TASK GOAL:
Pull out every line of the material that contains the word "negative", matching case exactly.

BEGIN

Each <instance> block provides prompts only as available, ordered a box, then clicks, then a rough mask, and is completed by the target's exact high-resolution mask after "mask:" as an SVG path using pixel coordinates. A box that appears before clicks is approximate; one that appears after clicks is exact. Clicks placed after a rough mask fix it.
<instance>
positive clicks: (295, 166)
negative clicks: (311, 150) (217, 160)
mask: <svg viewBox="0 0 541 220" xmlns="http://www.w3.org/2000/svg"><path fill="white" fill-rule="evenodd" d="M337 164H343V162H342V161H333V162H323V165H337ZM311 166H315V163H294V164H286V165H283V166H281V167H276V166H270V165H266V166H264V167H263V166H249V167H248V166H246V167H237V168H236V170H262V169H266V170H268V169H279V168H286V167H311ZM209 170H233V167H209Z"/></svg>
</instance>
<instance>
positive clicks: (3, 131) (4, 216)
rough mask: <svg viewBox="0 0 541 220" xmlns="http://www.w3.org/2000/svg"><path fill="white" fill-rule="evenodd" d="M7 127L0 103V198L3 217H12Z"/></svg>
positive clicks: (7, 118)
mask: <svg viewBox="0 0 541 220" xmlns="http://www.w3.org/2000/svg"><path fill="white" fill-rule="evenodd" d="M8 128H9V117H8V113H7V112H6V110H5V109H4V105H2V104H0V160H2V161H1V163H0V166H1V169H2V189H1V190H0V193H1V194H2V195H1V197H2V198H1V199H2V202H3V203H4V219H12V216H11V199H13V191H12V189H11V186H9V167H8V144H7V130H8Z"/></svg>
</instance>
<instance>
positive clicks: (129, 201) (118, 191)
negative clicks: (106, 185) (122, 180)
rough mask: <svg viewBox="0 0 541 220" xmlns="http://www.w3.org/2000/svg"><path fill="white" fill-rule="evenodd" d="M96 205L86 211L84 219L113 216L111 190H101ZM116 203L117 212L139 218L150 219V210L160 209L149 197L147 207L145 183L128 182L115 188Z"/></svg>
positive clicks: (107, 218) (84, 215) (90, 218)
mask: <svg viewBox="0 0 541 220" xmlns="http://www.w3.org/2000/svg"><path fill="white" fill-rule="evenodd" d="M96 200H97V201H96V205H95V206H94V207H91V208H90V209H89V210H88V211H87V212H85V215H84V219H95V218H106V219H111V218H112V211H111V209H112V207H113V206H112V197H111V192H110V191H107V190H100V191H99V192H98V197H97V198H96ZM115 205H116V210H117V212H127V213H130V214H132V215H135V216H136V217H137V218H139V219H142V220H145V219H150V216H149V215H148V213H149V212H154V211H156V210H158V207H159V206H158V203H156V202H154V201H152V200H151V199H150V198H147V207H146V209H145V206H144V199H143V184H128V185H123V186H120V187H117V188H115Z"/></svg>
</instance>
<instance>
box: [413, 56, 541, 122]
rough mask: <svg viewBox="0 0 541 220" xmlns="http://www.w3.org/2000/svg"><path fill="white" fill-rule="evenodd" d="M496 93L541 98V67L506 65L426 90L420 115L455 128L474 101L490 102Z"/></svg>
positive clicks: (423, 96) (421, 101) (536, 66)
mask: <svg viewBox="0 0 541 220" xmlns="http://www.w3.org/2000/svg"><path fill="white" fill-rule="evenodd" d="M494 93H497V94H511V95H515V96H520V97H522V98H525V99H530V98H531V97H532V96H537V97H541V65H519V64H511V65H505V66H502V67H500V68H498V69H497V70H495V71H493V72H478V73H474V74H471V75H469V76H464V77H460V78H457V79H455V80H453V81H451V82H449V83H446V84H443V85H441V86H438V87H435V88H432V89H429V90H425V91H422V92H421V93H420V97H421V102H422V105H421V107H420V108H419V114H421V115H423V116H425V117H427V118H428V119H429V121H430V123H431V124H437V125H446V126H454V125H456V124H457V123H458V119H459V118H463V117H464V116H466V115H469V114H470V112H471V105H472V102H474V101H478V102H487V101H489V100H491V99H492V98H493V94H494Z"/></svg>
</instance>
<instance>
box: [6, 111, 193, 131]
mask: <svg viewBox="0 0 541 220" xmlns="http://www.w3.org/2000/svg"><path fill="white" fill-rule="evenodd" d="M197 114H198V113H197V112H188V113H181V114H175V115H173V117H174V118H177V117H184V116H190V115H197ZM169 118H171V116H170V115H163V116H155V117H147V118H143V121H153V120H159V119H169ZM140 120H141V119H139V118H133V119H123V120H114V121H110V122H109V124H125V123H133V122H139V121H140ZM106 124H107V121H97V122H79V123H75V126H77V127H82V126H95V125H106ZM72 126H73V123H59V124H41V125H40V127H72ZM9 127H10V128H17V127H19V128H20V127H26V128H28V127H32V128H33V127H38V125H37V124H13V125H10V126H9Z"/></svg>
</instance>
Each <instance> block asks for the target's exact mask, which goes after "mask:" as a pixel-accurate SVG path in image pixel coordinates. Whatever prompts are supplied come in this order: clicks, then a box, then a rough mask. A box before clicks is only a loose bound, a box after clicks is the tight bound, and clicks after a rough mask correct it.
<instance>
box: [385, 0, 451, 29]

END

EXPECTED ANSWER:
negative clicks: (311, 150) (217, 160)
negative clicks: (106, 185) (122, 180)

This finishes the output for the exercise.